WHAT YOU NEED TO DO: Please copy the items below from the line with "Bet you can't find woman's dark" up to and including the line with "[26,13,97,35]", leaving the pictures out of your answer.

* Start SUPPLIED RECORDS *

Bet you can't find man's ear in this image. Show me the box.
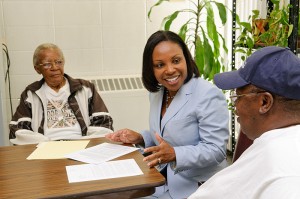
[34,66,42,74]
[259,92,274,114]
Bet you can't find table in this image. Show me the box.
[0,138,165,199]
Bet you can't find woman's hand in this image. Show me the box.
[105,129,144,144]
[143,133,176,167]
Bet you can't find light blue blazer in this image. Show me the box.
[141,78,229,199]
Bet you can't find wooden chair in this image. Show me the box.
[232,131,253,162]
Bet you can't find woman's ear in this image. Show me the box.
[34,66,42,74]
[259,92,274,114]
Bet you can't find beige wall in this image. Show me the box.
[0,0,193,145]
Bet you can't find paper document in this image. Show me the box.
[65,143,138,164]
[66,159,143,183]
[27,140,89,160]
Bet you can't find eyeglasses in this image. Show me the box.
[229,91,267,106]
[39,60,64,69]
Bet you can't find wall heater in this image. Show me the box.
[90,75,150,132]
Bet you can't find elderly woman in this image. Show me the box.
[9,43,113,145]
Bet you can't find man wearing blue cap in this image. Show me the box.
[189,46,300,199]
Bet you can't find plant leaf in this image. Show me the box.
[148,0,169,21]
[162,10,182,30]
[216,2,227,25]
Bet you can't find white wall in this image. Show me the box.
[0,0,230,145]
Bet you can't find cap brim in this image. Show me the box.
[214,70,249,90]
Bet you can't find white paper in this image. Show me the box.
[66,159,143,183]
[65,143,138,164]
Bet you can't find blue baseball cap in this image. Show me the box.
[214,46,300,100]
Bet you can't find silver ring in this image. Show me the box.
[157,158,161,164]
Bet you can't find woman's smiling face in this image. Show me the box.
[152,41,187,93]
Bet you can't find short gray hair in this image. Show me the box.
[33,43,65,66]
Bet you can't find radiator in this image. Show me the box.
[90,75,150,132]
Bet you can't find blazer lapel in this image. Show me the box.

* End SUPPLIED RECORDS *
* Start SUPPLIED RECORDS *

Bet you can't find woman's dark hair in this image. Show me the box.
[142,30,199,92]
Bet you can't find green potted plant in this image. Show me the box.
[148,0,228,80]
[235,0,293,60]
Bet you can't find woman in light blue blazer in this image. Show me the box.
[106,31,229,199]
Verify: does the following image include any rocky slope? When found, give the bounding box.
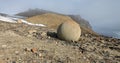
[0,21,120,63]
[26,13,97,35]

* End SUPPLIED RECORDS *

EXERCISE OUTPUT:
Bet you can't find woman's dark hair in this image. Show me the box.
[142,30,199,92]
Bet you can't find green potted plant in this image. Show me the box.
[148,0,228,80]
[235,0,293,60]
Bet you can't find woman in light blue blazer in this image. Show me the box.
[106,31,229,199]
Verify: does the following image include any rocky slope? When found, give the bounding box.
[0,21,120,63]
[26,13,97,35]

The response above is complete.